┌──

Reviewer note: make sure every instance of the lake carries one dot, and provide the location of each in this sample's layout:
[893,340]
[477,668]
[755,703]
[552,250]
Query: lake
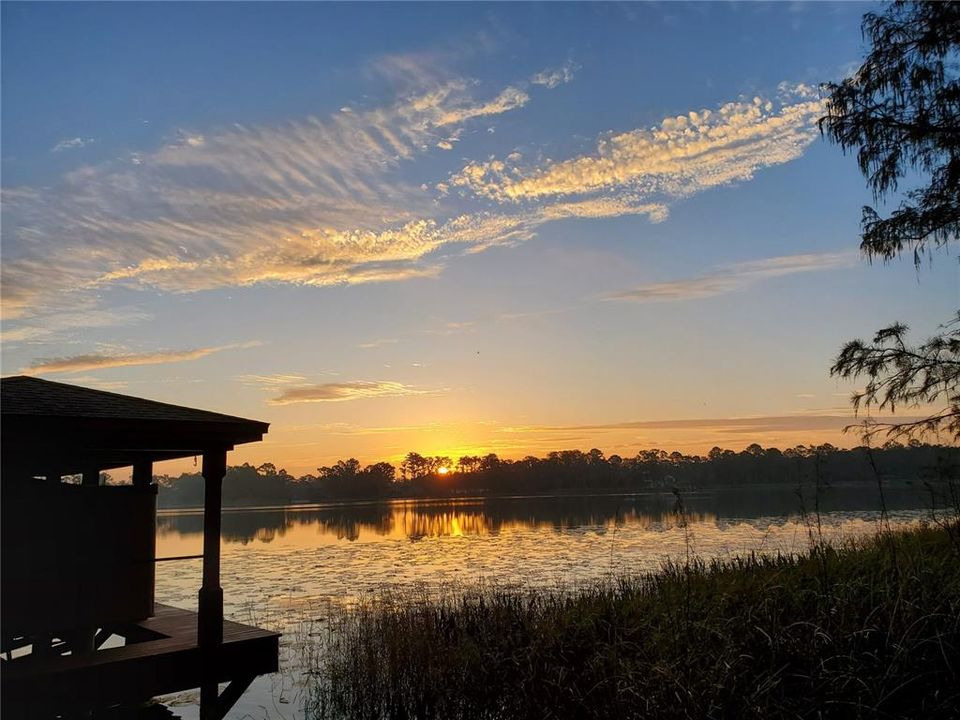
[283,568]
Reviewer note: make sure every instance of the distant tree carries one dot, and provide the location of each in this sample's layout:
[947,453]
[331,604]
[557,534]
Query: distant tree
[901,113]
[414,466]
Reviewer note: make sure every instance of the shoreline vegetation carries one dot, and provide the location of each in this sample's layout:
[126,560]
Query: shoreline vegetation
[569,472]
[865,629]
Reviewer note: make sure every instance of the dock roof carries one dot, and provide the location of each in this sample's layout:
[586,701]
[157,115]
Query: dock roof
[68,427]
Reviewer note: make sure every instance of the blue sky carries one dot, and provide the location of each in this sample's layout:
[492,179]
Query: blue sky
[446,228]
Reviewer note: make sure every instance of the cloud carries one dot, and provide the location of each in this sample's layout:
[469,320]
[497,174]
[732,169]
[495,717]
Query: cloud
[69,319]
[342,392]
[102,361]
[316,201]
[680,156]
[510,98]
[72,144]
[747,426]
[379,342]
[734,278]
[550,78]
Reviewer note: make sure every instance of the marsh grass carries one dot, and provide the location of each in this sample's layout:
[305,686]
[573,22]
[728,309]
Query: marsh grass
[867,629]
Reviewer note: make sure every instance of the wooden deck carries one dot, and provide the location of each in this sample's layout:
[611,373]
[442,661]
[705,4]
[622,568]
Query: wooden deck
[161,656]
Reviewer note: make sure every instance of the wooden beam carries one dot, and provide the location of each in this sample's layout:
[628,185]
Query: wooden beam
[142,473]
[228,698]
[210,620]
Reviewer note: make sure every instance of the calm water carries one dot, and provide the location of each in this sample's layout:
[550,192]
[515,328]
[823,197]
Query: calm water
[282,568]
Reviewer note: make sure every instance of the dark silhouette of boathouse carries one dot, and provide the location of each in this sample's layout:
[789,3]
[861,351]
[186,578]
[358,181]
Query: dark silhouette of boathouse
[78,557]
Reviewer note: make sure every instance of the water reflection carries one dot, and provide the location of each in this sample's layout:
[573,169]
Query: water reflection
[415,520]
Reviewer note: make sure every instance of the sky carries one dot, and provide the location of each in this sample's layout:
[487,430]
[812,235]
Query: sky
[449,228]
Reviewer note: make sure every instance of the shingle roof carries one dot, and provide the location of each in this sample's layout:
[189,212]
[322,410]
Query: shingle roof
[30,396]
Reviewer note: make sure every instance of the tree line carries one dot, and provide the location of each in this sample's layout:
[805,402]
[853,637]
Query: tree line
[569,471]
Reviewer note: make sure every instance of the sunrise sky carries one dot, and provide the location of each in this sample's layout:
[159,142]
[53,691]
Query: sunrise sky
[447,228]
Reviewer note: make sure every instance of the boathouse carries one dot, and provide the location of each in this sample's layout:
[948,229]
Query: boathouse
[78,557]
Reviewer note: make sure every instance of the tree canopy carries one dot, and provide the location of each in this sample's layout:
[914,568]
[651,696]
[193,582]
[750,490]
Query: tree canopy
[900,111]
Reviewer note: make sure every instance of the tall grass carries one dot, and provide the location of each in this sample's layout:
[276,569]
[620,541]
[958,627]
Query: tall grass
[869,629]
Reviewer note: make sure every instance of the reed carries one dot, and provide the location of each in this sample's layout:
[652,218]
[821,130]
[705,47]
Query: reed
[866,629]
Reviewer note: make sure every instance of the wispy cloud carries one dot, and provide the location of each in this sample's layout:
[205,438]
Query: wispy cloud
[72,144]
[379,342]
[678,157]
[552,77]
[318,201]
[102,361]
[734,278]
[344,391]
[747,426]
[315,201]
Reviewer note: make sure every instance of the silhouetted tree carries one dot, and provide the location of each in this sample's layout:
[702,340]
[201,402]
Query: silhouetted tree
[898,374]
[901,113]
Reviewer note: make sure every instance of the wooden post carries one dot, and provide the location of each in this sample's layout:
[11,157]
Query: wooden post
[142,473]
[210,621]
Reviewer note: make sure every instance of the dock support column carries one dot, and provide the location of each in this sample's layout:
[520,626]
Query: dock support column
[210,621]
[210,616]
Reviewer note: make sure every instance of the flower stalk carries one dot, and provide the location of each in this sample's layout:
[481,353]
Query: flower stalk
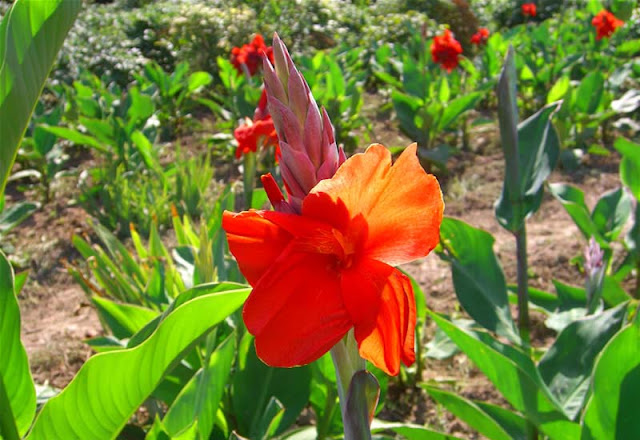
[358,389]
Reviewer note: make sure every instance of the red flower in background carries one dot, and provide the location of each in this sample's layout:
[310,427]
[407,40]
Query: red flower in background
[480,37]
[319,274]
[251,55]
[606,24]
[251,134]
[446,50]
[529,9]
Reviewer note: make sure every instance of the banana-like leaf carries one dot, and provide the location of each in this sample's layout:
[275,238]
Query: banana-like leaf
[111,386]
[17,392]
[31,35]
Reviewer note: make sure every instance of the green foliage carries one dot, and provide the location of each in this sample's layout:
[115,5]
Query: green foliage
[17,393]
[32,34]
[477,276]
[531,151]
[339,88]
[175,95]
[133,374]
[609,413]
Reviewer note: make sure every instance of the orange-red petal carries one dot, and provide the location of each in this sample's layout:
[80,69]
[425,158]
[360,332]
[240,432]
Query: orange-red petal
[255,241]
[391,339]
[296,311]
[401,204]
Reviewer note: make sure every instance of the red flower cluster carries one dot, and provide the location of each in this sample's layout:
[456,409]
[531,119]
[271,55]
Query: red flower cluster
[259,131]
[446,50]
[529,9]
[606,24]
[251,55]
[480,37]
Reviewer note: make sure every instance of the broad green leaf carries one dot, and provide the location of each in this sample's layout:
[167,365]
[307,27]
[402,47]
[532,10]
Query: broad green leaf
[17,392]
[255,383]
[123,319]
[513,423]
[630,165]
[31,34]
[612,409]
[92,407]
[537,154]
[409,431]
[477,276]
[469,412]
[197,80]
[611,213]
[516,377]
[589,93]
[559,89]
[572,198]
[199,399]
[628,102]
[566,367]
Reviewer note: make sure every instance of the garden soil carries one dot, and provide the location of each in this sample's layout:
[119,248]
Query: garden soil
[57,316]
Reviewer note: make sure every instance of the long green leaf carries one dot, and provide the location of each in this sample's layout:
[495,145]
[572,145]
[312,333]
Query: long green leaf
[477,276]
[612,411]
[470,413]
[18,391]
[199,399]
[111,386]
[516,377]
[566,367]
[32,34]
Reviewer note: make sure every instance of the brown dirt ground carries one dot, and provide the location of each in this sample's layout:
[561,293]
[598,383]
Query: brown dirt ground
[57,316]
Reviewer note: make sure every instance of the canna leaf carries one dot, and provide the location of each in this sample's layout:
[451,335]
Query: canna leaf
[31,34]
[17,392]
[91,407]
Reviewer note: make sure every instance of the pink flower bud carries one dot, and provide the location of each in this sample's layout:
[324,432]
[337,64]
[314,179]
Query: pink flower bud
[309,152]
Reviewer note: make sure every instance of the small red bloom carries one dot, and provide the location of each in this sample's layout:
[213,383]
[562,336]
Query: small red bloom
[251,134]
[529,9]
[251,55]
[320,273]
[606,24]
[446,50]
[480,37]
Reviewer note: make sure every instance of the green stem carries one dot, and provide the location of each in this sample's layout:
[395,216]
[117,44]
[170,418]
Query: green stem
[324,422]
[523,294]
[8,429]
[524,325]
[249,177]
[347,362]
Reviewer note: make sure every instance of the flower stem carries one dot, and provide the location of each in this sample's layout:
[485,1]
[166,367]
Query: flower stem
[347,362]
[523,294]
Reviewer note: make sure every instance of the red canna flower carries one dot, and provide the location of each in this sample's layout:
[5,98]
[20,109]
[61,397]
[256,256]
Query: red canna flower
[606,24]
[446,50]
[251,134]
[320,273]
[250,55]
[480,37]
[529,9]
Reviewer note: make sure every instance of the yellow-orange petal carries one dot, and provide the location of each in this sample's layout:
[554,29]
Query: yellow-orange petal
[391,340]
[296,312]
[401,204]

└──

▶ **INSTRUCTIONS FOR THE TASK**
Retype the material in full, exactly as written, and exclude the pictures.

▶ **EXERCISE SOLUTION**
Reviewer note: make sure every instance of the lake carries one dot, and provide the location of each in this sample's layout:
[893,340]
[477,668]
[755,703]
[552,250]
Query: lake
[283,568]
Reviewer note: make sure every instance of the distant tree carries one dot, and provide the location of each in this sample's layout:
[947,453]
[331,604]
[557,534]
Query: distant tree
[901,113]
[414,466]
Reviewer note: make sure every instance of the shoreline vegetation carries one dot, and provide the location of each in this sample's layout:
[126,560]
Query: shoreline vegetation
[569,472]
[865,629]
Reviewer note: make sure every instance of the dock roof carries one dot, and provide the location of each in this sample's layout:
[586,701]
[157,115]
Query: dock roof
[68,427]
Reviewer note: make sure every instance of the blue sky carries one dot, and provide the location of each in this sample's layout:
[492,179]
Query: blue sky
[446,228]
Reviewer note: make sure every instance of the cloud carries one dot, and provide the location of each in this sample's layout:
[469,320]
[497,174]
[732,169]
[495,717]
Query: cloud
[69,319]
[342,392]
[102,361]
[316,201]
[680,156]
[510,98]
[72,144]
[747,426]
[379,342]
[734,278]
[550,78]
Reviewer note: make sure every instance of the marsh grass carries one dot, and provide the location of each in this sample's layout:
[305,686]
[573,22]
[728,309]
Query: marsh grass
[867,629]
Reviewer note: make sure every instance of the wooden deck carries one dot, and provide the location of each in this sample's layout:
[611,373]
[442,661]
[705,4]
[622,568]
Query: wooden deck
[161,656]
Reviewer note: make sure every instance of the wooden beam carries one dot, and provide the location of each in this sample's layout:
[628,185]
Query: wooden beam
[142,473]
[228,698]
[210,620]
Reviewer note: make sure every instance of the calm water carries one dot, and provide the location of each in this sample's layout:
[550,192]
[515,328]
[823,197]
Query: calm water
[282,568]
Reviewer note: make sure every instance of the dark silhouette of boathouse carries one dot, and provide the location of each in this sample's layout:
[789,3]
[861,351]
[186,578]
[358,181]
Query: dark silhouette of boathouse
[78,557]
Reviewer note: make sure every instance of the water reflection carries one dot, and provide the location of each in this sample's layout:
[573,169]
Query: water reflection
[415,520]
Reviewer note: make sure every instance of the sky carries one dot, and provide the location of each in this sample's layout:
[487,430]
[812,235]
Query: sky
[449,228]
Reviewer note: make sure every instance of the shingle roof carries one dot, and provide the location of each in this sample's layout:
[189,212]
[322,410]
Query: shingle roof
[30,396]
Reviewer note: make sure every instance of the tree line carries one dot, and provide the location of each in this sample's layout:
[805,402]
[853,637]
Query: tree line
[569,471]
Reviewer note: make sure every instance of the sunrise sky carries one dot, and provide the location of each in this sample's layout:
[159,142]
[53,691]
Query: sunrise sky
[447,228]
Reviewer note: make sure every instance of the boathouse carries one dot, and provide the location of each in this sample's layout:
[948,229]
Query: boathouse
[78,557]
Reviewer note: make sure every instance of the tree canopy carries one dot, and provide the location of each in this sample's layout:
[914,568]
[651,696]
[193,582]
[750,490]
Query: tree canopy
[900,111]
Reviewer note: make sure every instance of the tall grass carries one dot, and provide the location of each in this sample's layout:
[276,569]
[620,541]
[958,627]
Query: tall grass
[869,629]
Reviewer note: make sure every instance of the reed carries one dot, and provide the location of each in this sample's layout:
[652,218]
[821,130]
[705,47]
Query: reed
[866,629]
Reviewer note: make sure every instance of the wispy cloud carries one dot, and provide the location of each in this sample's layout:
[205,438]
Query: wispy cloud
[72,144]
[379,342]
[678,157]
[552,77]
[318,201]
[102,361]
[734,278]
[344,391]
[747,426]
[315,201]
Reviewer note: make sure every instance of the silhouetted tree carries one dot, and provide the location of each in this sample's layout:
[702,340]
[201,402]
Query: silhouetted tree
[898,374]
[901,113]
Reviewer note: make sure every instance of the wooden post carries one dot, and provide the location of each in this sample's layout:
[11,157]
Query: wooden post
[142,473]
[210,621]
Reviewer note: make sure every instance of the dock support column carries one dot, and provide the location of each in this sample's layout:
[520,626]
Query: dock support column
[210,621]
[210,616]
Reviewer note: make sure every instance of the flower stalk carries one dot, and provide the location of each in this sample's layout:
[481,353]
Query: flower stalk
[358,389]
Reviewer note: make sure every instance of the red flower in background carries one dot, and provide the location of each in this sample's layout:
[310,427]
[407,40]
Query: red flower in background
[480,37]
[319,274]
[251,55]
[606,24]
[251,134]
[446,50]
[529,9]
Reviewer note: make sure every instance of the banana-like leaf carries one dot, and provide the location of each in this sample's layout:
[275,238]
Query: banana-like leaf
[111,386]
[17,392]
[31,35]
Reviewer note: make sure every instance of the green foliage carries one dot, and provide the location of each in this sample's layout:
[115,5]
Query: green foliage
[17,393]
[32,34]
[477,276]
[531,151]
[339,88]
[175,95]
[133,374]
[609,413]
Reviewer note: make sure every instance of the orange-red petal carries one dot, and provide the location of each in this sample's layout:
[80,69]
[425,158]
[360,332]
[240,432]
Query: orange-red petal
[255,241]
[391,339]
[296,311]
[401,204]
Reviewer note: make sure every instance of the red flower cluster carries one dot, and provide the location of each in this sample's layout:
[456,409]
[531,119]
[271,55]
Query: red flower cluster
[259,131]
[446,50]
[529,9]
[606,24]
[251,55]
[480,37]
Reviewer note: make sure every instance of the broad green leaf carries one dot, and provide the location of each in this sample's layout:
[167,365]
[307,27]
[402,47]
[532,10]
Query: broad green leaf
[17,392]
[255,383]
[123,319]
[513,423]
[630,165]
[31,34]
[612,409]
[92,407]
[537,154]
[409,431]
[477,276]
[469,412]
[197,80]
[611,213]
[516,377]
[589,93]
[559,89]
[572,198]
[199,399]
[628,102]
[566,367]
Reviewer note: make sure every instance of the garden soil carries one dot, and provide the location of each in this sample's layout:
[119,248]
Query: garden soil
[57,316]
Reviewer note: make sure every instance of the long green leaf carries one dot, and provide the location of each in this sample's layout:
[495,145]
[572,145]
[312,333]
Query: long green leaf
[477,276]
[612,411]
[470,413]
[18,391]
[199,399]
[111,386]
[516,377]
[566,367]
[32,34]
Reviewer note: make sure every instance of the brown dirt ground carries one dot, and provide the location of each in this sample's layout:
[561,293]
[598,383]
Query: brown dirt ground
[57,316]
Reviewer note: make sure every instance of the canna leaf carries one dot, and provide the location of each in this sample's layout:
[451,335]
Query: canna leaf
[31,34]
[17,392]
[91,407]
Reviewer note: make sure every instance of the pink flower bud carries one dot, and provide the location of each in this sample's layout:
[324,432]
[337,64]
[314,179]
Query: pink flower bud
[309,152]
Reviewer note: make sure every instance of the small red bloom carries one dot, and provide the location of each in this sample's layout:
[213,383]
[562,336]
Query: small red bloom
[251,134]
[529,9]
[251,55]
[320,273]
[606,24]
[446,50]
[480,37]
Reviewer note: make sure every instance of the green stem carries one dot, and provide the location of each in this sample's layout:
[395,216]
[117,44]
[170,418]
Query: green stem
[324,422]
[523,294]
[8,429]
[524,325]
[249,177]
[347,362]
Reviewer note: make sure every instance of the flower stem carries one dot, and provide the location of each in this sample's layout:
[485,1]
[166,367]
Query: flower stem
[347,362]
[523,294]
Reviewer note: make sure every instance of the red canna flower carries one dot, and provide the location of each in this sample's layout:
[5,98]
[20,109]
[61,397]
[256,256]
Query: red canna flower
[606,24]
[446,50]
[251,134]
[320,273]
[250,55]
[480,37]
[529,9]
Reviewer note: make sure every instance of the yellow-orange petal carries one dot, and provide the location of each in this sample's layout:
[554,29]
Query: yellow-orange petal
[391,340]
[296,312]
[401,204]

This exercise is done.